Stored data
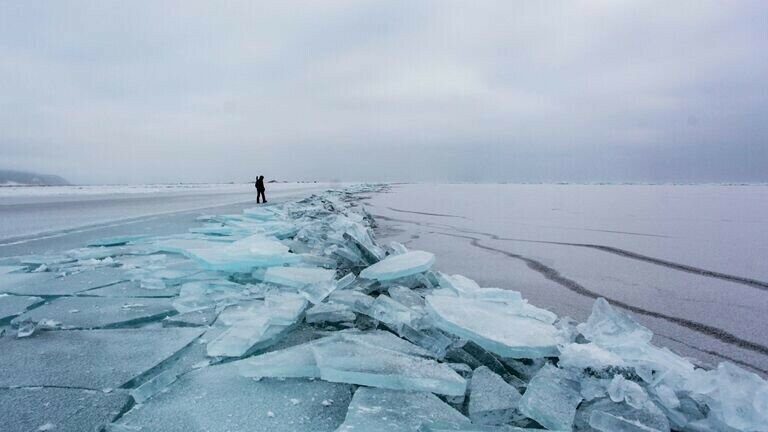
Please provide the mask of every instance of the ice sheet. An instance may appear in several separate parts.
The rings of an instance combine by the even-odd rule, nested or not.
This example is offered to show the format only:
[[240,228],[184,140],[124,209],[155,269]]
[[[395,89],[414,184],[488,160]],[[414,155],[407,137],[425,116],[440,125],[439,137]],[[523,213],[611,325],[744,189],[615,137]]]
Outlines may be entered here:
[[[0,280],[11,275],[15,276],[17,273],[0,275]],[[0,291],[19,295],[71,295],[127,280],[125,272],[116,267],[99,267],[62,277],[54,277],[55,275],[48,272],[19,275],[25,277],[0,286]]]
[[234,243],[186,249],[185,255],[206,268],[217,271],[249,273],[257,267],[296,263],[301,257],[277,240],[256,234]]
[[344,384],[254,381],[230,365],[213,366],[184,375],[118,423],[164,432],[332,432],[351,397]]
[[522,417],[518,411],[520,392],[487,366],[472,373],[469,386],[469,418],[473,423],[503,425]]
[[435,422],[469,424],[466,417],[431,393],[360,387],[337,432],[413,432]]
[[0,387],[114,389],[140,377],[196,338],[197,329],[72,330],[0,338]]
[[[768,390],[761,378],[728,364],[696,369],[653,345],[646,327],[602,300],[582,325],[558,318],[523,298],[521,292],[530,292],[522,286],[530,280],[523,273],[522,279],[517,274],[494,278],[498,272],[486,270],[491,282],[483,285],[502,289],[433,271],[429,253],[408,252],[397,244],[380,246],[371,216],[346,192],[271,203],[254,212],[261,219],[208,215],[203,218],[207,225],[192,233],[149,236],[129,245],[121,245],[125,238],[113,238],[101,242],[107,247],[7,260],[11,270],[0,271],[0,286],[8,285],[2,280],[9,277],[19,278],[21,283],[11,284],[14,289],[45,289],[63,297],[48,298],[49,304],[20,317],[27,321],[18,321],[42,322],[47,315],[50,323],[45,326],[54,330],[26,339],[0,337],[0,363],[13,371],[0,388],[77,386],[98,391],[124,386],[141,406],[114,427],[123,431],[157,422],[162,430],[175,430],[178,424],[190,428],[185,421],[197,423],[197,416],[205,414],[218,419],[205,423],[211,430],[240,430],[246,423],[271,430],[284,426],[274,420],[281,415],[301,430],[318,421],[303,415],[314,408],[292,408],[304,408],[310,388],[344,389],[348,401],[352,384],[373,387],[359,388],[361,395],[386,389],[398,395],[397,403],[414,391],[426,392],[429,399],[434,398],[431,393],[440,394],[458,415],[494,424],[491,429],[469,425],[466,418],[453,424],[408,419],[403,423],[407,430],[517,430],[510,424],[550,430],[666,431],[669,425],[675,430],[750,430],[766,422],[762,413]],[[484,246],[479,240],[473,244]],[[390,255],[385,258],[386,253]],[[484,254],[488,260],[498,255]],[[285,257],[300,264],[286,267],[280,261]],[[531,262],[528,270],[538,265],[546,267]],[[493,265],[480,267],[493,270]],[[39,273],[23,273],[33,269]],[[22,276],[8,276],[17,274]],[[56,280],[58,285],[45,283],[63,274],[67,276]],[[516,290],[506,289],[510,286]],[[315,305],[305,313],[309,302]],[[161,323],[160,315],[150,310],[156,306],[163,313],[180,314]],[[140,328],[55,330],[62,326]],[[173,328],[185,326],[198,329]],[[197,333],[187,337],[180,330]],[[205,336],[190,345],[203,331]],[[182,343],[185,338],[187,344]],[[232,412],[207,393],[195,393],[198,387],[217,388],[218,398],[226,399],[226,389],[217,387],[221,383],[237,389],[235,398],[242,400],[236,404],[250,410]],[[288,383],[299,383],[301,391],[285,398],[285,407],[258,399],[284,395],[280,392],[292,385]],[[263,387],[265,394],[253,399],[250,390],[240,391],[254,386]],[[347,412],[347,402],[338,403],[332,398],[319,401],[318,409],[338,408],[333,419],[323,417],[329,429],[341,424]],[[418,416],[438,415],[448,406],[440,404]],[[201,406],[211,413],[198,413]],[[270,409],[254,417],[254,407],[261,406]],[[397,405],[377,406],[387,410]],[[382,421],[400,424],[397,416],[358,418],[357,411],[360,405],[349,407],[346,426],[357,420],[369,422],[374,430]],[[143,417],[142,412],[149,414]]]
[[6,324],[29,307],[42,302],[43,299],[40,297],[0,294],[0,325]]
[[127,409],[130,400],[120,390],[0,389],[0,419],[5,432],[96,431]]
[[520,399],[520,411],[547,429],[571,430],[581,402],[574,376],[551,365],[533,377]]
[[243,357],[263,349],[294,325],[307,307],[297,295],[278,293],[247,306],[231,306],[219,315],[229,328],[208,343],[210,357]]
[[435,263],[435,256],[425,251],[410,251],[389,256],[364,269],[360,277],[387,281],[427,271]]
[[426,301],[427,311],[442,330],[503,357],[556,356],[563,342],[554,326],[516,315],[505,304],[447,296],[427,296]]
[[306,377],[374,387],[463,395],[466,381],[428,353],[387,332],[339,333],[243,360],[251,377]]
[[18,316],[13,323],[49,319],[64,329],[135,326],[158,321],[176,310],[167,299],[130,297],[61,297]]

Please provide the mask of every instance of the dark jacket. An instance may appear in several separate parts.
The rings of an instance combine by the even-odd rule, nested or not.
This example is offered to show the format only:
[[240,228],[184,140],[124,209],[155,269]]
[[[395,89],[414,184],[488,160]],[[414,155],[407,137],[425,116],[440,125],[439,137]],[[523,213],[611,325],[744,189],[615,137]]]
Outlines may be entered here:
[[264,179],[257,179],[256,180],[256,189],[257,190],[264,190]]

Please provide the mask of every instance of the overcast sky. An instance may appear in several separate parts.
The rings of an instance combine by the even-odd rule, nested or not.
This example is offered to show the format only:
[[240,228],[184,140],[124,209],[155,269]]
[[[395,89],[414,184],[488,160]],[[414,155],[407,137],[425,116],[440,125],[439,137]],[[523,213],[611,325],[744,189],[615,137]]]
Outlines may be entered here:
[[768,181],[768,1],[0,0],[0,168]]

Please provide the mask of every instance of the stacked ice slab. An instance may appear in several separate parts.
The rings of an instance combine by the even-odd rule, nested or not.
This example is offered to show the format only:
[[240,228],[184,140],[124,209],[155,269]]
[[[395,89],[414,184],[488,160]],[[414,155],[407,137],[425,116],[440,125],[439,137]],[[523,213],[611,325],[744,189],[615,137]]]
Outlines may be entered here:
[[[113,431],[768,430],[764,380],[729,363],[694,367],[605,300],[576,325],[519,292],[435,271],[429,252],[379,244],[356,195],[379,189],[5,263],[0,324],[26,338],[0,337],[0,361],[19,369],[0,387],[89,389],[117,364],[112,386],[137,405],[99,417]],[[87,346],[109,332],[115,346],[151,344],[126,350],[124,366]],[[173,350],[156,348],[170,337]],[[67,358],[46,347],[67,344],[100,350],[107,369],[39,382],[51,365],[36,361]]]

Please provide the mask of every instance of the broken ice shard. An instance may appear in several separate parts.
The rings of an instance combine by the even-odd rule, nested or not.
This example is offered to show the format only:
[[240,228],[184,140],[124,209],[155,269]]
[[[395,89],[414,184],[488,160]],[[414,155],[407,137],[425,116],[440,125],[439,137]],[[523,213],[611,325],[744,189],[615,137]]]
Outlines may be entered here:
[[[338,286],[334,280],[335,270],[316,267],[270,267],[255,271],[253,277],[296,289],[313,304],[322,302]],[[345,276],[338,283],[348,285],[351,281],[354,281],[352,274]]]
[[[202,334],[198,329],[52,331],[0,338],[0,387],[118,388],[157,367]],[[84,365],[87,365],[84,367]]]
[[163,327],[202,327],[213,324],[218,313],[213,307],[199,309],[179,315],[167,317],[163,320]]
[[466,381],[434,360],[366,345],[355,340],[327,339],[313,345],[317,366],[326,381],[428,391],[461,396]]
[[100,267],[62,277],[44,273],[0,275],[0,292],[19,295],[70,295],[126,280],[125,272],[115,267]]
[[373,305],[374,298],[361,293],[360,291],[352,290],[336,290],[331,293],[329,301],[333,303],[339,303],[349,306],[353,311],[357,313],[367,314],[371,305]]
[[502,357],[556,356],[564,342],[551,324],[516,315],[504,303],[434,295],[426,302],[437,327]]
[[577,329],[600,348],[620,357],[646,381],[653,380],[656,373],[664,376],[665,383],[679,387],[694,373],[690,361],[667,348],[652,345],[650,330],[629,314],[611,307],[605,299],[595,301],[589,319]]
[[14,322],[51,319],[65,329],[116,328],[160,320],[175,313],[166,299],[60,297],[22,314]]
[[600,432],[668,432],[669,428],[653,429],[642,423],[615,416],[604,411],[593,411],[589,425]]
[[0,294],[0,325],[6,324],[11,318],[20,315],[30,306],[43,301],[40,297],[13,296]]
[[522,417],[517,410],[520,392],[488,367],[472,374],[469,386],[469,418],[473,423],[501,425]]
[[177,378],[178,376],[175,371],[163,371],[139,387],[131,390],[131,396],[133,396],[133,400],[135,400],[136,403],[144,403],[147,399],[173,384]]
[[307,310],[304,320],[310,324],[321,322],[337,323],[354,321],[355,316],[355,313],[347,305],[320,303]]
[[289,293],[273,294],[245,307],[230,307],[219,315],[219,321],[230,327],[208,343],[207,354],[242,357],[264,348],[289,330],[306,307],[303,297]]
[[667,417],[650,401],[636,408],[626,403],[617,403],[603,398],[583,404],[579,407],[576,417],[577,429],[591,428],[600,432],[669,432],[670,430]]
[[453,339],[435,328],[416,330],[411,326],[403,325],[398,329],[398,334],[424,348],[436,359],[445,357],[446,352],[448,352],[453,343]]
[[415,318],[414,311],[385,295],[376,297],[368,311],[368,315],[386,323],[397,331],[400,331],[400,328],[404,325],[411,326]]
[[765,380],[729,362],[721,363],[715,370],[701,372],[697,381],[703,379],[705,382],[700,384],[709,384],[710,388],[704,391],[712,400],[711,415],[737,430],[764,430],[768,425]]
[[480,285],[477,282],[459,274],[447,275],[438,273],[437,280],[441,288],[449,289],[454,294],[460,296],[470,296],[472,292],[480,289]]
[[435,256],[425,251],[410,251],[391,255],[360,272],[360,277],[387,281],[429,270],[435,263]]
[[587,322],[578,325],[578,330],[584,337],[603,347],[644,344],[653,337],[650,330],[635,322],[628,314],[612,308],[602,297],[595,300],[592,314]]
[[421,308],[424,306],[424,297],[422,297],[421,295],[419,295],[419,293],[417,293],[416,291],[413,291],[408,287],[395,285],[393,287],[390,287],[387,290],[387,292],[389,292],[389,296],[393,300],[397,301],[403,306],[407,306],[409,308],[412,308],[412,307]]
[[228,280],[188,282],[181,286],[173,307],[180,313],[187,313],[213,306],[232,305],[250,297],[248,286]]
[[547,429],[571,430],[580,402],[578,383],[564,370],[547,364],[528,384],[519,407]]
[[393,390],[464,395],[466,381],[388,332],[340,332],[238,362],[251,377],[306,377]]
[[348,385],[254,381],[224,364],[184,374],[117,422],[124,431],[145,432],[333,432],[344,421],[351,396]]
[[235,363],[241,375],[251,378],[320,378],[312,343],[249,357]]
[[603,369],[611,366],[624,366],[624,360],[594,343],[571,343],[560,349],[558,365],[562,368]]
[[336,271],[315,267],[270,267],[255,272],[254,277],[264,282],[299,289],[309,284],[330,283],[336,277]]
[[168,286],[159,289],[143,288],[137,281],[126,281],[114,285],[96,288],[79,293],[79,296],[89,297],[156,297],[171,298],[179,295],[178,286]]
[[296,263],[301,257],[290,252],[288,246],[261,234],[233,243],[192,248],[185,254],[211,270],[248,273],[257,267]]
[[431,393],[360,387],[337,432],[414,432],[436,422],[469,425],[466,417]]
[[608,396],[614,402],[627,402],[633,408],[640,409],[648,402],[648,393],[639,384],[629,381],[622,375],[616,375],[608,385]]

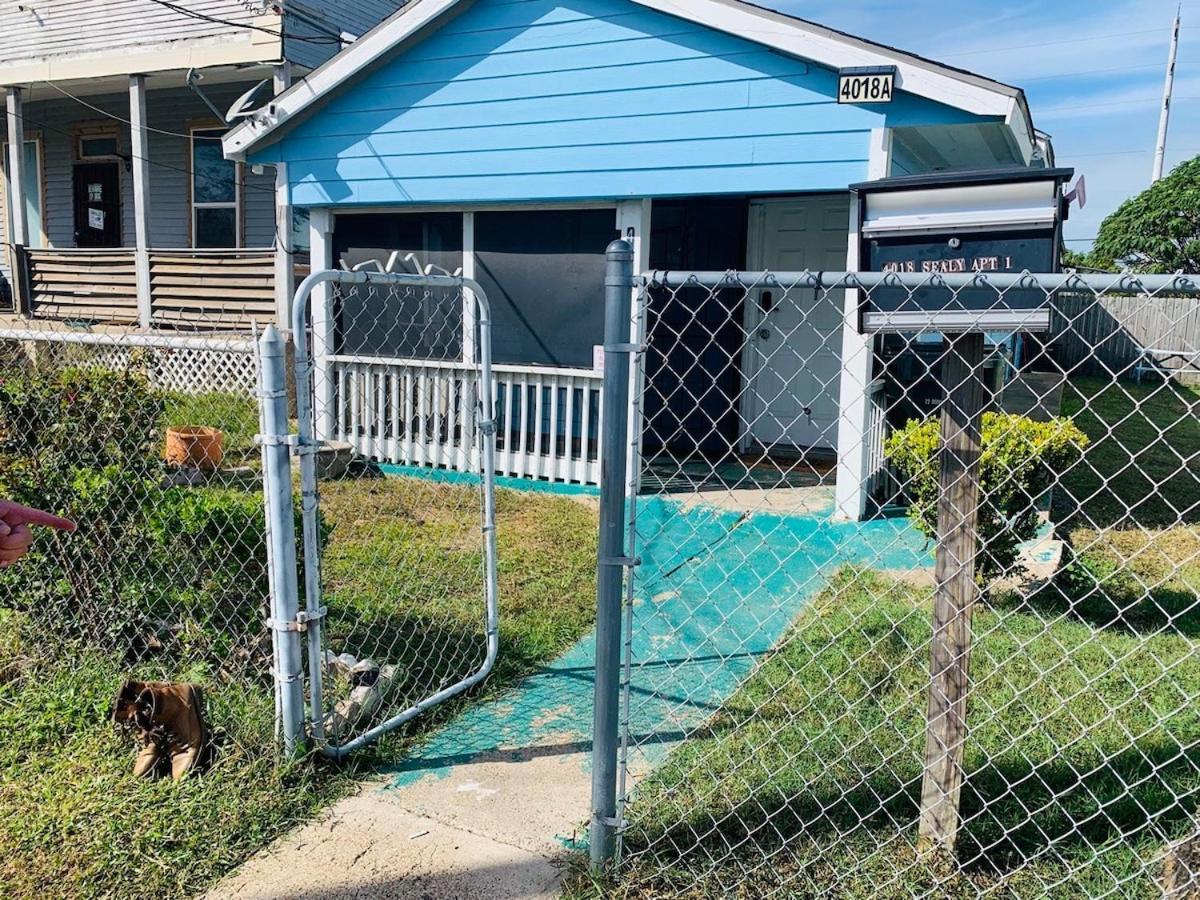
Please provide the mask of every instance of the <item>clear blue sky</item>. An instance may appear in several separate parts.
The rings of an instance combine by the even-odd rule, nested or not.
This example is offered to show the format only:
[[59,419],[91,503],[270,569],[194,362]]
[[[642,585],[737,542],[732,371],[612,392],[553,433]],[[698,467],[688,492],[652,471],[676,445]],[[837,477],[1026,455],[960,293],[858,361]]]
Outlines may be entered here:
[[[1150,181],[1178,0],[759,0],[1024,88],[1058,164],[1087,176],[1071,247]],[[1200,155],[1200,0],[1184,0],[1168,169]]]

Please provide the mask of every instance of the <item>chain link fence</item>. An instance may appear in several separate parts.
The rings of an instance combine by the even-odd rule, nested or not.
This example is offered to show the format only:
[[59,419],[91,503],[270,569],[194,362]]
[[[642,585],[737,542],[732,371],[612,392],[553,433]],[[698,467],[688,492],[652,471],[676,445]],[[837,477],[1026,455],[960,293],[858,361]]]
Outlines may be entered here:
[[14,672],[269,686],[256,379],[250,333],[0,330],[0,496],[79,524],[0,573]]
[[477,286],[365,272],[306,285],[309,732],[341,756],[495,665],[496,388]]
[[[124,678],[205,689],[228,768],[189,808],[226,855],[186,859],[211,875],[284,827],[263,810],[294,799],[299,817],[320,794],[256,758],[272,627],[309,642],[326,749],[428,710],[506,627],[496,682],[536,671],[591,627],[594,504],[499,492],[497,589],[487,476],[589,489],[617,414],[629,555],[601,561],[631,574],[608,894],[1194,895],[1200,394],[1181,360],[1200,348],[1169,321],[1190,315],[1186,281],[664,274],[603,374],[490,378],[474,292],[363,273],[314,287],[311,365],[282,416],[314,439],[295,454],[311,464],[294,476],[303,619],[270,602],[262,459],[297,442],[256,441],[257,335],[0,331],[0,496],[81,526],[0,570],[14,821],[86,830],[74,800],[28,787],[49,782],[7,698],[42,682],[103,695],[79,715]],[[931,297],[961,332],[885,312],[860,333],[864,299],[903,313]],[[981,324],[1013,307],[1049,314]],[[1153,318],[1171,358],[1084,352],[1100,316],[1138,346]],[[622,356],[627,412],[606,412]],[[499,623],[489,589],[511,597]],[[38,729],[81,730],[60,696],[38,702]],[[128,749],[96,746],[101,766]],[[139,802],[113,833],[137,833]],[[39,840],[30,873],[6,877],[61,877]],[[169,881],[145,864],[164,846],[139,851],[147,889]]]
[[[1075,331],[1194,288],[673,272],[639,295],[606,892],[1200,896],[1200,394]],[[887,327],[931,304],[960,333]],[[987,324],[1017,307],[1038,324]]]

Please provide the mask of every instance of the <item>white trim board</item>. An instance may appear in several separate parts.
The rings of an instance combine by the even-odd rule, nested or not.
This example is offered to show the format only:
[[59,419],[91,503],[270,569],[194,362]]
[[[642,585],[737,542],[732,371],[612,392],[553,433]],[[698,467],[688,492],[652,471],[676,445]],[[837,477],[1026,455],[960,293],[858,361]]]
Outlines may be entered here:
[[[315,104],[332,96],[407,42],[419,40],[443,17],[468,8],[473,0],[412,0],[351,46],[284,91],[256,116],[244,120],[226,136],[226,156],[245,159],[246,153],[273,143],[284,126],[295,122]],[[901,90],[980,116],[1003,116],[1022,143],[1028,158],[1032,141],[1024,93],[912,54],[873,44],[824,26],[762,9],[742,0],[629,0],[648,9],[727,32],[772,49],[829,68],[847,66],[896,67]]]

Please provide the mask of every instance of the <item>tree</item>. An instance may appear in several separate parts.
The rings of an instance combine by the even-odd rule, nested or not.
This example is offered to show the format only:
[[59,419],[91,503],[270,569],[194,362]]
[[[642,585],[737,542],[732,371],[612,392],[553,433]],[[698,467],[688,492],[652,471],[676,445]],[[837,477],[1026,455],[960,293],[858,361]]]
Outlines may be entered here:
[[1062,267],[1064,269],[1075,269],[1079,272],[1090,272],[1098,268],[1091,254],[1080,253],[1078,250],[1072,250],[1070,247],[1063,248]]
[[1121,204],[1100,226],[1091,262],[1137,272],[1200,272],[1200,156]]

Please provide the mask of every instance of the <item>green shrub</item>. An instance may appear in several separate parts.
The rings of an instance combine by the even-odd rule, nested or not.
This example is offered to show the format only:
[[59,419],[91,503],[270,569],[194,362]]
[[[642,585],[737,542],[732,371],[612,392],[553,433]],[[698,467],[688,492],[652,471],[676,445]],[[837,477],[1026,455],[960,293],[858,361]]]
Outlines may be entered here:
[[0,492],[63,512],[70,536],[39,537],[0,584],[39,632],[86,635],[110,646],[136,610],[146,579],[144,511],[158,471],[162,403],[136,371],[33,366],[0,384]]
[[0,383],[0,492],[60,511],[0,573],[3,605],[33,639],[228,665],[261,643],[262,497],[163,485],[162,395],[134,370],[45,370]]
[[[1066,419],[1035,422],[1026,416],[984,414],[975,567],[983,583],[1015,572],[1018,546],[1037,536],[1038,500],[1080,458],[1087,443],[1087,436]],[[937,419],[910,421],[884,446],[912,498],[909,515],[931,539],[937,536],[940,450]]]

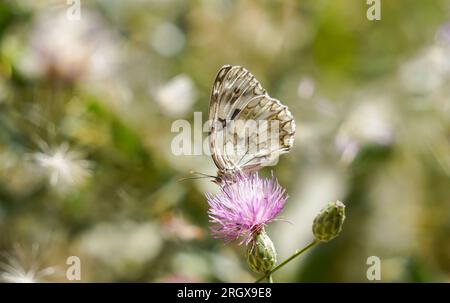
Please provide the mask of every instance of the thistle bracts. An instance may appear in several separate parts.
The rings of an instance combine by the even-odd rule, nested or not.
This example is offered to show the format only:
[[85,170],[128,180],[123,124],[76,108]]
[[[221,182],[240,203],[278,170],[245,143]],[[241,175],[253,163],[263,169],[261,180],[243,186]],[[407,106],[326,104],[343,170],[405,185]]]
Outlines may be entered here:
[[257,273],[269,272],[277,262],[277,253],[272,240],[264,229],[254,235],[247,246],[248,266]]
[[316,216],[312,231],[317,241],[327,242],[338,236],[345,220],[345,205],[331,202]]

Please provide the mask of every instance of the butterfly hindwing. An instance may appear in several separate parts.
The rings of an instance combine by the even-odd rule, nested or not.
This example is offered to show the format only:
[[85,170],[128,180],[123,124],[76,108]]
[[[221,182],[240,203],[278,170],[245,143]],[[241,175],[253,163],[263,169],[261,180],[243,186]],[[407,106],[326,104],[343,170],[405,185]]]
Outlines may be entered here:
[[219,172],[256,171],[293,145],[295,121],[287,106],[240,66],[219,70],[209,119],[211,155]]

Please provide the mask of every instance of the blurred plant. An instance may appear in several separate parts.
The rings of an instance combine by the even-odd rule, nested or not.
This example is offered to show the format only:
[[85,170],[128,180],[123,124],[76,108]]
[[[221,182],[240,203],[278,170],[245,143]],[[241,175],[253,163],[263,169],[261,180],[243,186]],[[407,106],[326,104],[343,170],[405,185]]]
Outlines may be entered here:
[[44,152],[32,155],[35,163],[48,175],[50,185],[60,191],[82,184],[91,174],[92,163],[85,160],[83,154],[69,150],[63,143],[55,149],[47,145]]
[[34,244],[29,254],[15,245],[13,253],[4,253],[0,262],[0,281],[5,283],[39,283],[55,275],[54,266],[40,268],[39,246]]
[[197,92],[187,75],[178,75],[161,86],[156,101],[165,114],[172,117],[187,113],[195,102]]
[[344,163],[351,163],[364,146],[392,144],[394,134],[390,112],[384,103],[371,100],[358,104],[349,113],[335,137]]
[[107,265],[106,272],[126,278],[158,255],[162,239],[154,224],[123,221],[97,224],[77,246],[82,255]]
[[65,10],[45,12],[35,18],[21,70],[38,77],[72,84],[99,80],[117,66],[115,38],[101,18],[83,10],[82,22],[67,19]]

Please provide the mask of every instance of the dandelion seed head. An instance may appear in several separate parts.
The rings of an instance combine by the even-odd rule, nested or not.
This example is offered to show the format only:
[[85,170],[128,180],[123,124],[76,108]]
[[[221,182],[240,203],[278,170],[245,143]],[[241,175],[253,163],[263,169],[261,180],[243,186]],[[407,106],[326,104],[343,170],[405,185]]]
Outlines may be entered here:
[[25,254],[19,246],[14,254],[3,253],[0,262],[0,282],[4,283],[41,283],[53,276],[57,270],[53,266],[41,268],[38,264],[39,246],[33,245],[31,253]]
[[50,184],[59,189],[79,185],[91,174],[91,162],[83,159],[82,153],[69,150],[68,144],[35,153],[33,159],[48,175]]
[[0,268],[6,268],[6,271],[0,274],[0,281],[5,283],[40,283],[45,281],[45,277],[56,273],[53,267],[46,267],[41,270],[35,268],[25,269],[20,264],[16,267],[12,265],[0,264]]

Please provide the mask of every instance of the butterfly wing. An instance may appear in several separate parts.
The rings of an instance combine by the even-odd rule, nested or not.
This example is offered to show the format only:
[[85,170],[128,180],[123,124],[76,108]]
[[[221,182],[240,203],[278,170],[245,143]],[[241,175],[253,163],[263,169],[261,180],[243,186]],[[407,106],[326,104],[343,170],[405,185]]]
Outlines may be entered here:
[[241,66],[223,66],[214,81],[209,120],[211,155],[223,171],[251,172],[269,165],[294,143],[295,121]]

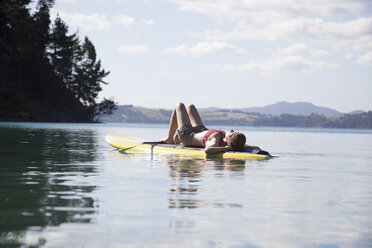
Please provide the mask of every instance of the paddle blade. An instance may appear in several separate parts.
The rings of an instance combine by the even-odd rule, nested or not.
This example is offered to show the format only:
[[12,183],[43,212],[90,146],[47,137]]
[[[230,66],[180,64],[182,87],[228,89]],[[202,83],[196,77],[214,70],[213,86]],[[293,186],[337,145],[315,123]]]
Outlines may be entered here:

# [Exercise goal]
Report the number of lines above containing the word "item", with no other text.

# [Solution for this problem]
5